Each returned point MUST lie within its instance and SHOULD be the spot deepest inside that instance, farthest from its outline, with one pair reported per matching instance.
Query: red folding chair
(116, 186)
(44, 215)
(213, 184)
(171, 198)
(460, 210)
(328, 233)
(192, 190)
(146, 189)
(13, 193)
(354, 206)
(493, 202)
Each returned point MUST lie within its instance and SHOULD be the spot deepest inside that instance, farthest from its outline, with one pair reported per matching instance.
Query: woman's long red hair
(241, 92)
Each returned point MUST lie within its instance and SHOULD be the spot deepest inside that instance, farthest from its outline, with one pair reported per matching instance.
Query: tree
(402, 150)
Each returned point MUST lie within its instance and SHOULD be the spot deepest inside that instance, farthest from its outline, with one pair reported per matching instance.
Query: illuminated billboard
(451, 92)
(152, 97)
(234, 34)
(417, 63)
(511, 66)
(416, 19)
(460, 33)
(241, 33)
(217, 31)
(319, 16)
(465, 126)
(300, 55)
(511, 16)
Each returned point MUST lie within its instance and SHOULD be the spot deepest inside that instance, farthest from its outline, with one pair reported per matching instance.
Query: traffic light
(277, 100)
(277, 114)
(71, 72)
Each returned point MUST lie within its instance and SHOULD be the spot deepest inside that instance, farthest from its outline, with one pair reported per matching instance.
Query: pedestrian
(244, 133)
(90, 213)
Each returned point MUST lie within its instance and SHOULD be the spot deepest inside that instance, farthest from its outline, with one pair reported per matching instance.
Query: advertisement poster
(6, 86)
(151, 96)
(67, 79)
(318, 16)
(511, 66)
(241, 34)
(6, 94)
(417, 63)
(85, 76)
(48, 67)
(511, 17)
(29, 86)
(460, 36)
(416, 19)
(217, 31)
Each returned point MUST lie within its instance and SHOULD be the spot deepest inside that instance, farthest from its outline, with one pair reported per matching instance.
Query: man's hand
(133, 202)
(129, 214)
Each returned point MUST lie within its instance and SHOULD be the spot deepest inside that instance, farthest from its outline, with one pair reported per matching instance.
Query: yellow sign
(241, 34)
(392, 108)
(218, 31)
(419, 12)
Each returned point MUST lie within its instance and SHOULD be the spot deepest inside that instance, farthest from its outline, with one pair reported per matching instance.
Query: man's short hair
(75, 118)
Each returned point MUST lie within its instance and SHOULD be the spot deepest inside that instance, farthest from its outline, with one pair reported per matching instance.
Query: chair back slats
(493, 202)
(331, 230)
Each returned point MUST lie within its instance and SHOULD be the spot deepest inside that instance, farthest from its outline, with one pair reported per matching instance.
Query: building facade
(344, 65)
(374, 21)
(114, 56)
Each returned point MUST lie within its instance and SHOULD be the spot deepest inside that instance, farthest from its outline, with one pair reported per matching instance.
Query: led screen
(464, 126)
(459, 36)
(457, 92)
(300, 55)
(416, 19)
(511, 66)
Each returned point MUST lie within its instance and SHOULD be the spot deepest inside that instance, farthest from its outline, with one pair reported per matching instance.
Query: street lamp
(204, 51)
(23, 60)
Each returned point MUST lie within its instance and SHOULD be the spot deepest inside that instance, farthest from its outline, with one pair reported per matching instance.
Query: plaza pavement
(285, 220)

• • • •

** Problem statement **
All records above must be set down exactly, please.

** Response box **
Each returned point MUST lie within its instance and SHOULD be the spot deepest inside that instance, farthest from its outline, with one pair reported per matching instance.
Query: red folding chair
(116, 186)
(44, 215)
(213, 184)
(171, 198)
(460, 210)
(328, 233)
(192, 190)
(146, 189)
(13, 193)
(354, 206)
(493, 202)
Each returned point MUST lie within its instance and SHOULD be the spot deepest inside that instance, farthest from its outline, with one pair reported per matching instance.
Query: woman's long red hair
(241, 92)
Each returned point MUST lie within its instance and SHOULD be the spot deepest inside that instance, farthest from its outline, with one pair reported per matching instance.
Query: tree
(402, 150)
Each returned point MUST lie within its instance and SHOULD be the spot deepest inside that instance, farthest from its outline, with one pair reported per matching instance.
Query: illuminated billboard
(451, 92)
(152, 97)
(234, 34)
(417, 63)
(511, 66)
(416, 19)
(460, 33)
(241, 33)
(217, 31)
(319, 16)
(465, 126)
(300, 55)
(511, 16)
Each returned point MUST lie within its instance and SHOULD be the spot deepest inside that instance, farthest from its outline, with one pair reported per matching instance.
Query: traffic light
(277, 100)
(277, 114)
(71, 72)
Each returned point MUST lie within its instance and SHOULD be the spot deepest inside that instance, farthest from its outline, with one pair reported per matching instance.
Query: pedestrian
(244, 133)
(90, 213)
Each returned point MUST lie within its instance and SHOULD be the spot deepest inside that instance, farthest from its outline, with one pair reported per matching instance.
Query: advertisement poster
(6, 86)
(151, 96)
(67, 79)
(318, 16)
(511, 66)
(241, 34)
(6, 94)
(417, 63)
(85, 76)
(48, 67)
(511, 17)
(29, 86)
(460, 36)
(416, 19)
(217, 31)
Each returned point MUST lie within its instance and SHOULD be the spot deepest inside that instance, farthest from its outline, with one pair reported per matching instance.
Query: man's hand
(133, 202)
(129, 214)
Each returned point MUST lie within its instance and SHOULD be the spot deepest inside that instance, farthest from its outline, with one pair reported per matching instance.
Query: yellow sign
(241, 34)
(392, 108)
(218, 31)
(419, 12)
Each returned point MUST lie within its instance and SHOULD be the spot deepest inside that instance, farthest from its outline, with one pair reported per matching instance.
Query: man's short hair
(75, 118)
Each returned point MUST lie within its instance and SHOULD be the spot deepest inside that instance, farthest from its outline, with one pair reported per matching instance.
Query: chair back slats
(493, 202)
(331, 230)
Each returned point MUST lie within its instance and SHOULD be the spot deepest inside that instance, farthest from its outline, with one pair reported per matching instance.
Query: building facade
(344, 65)
(374, 21)
(114, 56)
Each returned point MUST lie within its instance and SHOULD be the spot deepest inside that instance, farthest from its outline, with one pair reported per matching instance.
Query: led screen
(464, 126)
(459, 36)
(457, 92)
(300, 55)
(416, 19)
(511, 66)
Each returned point MUST lie within its instance and SHOULD be the spot deepest inside that instance, farthest from its outline, with one pair reported per matching instance.
Query: street lamp
(204, 51)
(23, 60)
Each returned point MUST lie within its instance and SHOULD be the spot deepest inside that instance, farthest from its outline, with one pair reported per matching instance.
Query: plaza pavement
(285, 220)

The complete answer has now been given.